> The task
Extract each line of the entries below that contains the word "shoulder", and copy those lines without alteration.

> Data section
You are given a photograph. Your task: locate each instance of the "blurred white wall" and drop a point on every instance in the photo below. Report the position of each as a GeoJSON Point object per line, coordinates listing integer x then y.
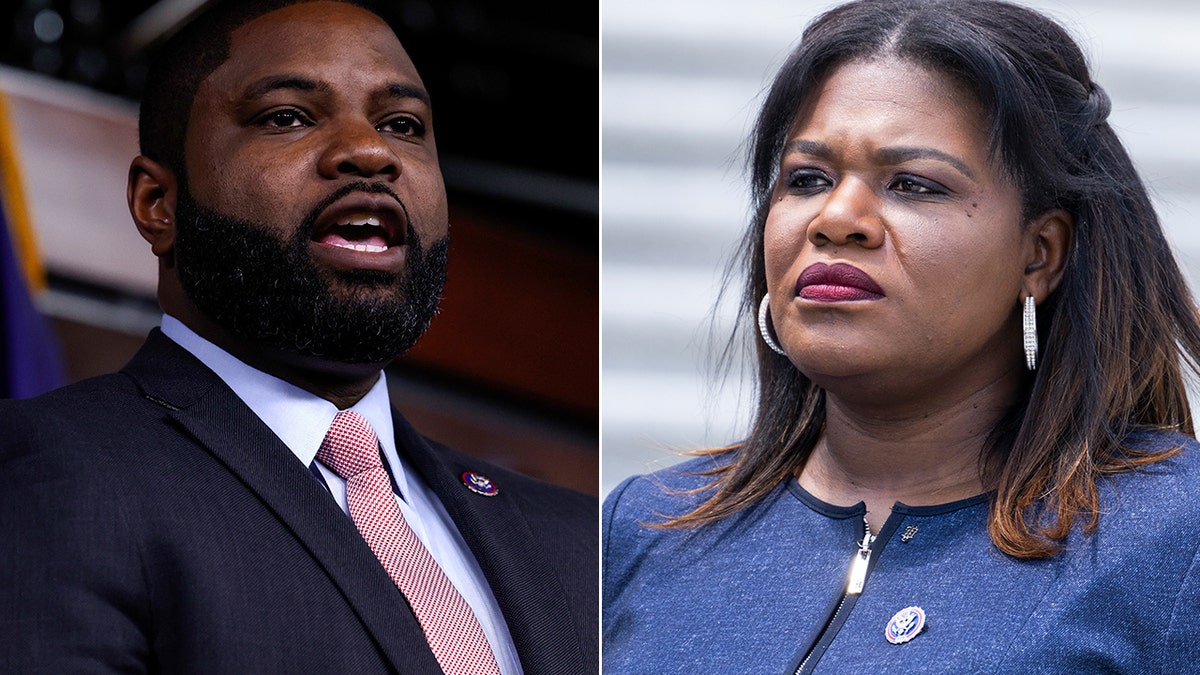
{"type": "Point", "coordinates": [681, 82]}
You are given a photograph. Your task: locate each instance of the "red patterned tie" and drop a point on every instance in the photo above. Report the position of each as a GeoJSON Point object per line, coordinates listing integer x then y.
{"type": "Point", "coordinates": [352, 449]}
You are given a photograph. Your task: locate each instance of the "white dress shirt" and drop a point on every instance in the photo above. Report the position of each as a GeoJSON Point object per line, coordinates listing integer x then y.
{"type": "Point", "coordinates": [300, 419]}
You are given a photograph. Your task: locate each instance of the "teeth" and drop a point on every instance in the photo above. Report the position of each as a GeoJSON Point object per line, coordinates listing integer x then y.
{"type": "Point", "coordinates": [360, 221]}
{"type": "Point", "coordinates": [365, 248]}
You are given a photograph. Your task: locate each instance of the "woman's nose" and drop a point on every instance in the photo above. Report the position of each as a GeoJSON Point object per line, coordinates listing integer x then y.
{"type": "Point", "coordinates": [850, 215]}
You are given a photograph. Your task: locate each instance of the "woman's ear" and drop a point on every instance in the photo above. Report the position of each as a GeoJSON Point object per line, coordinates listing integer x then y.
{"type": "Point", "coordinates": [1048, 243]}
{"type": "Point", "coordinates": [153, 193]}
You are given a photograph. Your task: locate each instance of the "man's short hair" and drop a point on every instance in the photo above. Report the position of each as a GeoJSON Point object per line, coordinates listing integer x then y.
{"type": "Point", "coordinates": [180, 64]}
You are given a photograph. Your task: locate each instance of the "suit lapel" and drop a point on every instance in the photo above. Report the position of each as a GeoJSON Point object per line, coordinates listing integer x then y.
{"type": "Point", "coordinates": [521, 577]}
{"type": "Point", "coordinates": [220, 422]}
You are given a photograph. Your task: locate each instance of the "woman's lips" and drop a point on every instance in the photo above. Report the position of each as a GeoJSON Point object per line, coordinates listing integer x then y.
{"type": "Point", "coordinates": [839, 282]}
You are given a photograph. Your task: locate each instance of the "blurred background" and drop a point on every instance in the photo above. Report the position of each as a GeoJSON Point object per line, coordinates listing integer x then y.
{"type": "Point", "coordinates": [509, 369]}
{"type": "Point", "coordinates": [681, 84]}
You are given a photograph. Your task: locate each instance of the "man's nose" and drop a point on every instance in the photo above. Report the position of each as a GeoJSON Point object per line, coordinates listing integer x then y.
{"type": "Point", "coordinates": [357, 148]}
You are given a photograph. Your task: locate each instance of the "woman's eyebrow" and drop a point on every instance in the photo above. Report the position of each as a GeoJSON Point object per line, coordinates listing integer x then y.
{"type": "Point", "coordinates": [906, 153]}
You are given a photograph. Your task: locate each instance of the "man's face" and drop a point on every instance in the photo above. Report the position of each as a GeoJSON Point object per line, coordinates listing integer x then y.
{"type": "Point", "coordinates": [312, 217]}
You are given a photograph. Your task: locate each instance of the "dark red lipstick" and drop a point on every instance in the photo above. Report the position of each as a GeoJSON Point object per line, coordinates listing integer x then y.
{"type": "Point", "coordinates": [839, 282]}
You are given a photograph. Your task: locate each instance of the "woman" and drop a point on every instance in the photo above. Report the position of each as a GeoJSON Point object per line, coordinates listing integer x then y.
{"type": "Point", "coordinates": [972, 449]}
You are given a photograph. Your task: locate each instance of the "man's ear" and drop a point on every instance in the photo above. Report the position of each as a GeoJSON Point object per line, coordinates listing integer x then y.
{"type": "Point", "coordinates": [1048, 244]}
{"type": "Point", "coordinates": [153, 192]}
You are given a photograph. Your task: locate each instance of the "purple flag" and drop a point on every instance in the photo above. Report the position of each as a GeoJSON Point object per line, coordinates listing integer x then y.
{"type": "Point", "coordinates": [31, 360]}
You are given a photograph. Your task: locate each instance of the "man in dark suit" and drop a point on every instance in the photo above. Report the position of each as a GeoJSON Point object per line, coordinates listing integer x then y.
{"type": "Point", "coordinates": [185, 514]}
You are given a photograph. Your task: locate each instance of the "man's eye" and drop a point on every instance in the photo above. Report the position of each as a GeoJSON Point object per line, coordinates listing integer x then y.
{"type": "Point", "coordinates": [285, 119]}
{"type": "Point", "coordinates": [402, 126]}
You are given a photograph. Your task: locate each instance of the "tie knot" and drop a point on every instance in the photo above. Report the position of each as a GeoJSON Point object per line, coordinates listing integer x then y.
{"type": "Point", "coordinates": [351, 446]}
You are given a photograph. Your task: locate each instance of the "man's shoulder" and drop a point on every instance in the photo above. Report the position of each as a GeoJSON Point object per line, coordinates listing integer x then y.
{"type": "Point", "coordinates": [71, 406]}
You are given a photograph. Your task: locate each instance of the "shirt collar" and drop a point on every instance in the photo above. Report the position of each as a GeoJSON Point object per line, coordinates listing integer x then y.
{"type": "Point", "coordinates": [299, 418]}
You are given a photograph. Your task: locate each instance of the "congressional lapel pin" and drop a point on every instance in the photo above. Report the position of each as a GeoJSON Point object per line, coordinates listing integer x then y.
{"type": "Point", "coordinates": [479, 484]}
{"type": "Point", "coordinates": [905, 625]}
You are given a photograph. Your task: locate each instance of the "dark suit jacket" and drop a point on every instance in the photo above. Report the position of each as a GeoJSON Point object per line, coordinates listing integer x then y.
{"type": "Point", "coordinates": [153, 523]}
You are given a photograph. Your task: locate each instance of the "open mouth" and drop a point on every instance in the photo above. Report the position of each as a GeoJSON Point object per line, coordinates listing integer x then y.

> Response to the task
You are given a photograph. Your task: locate each instance of the "man's shoulder" and drop a point on every instance in the photo above. Report the position of each as a GeoJSON Point object per line, coordinates listing integer x then y.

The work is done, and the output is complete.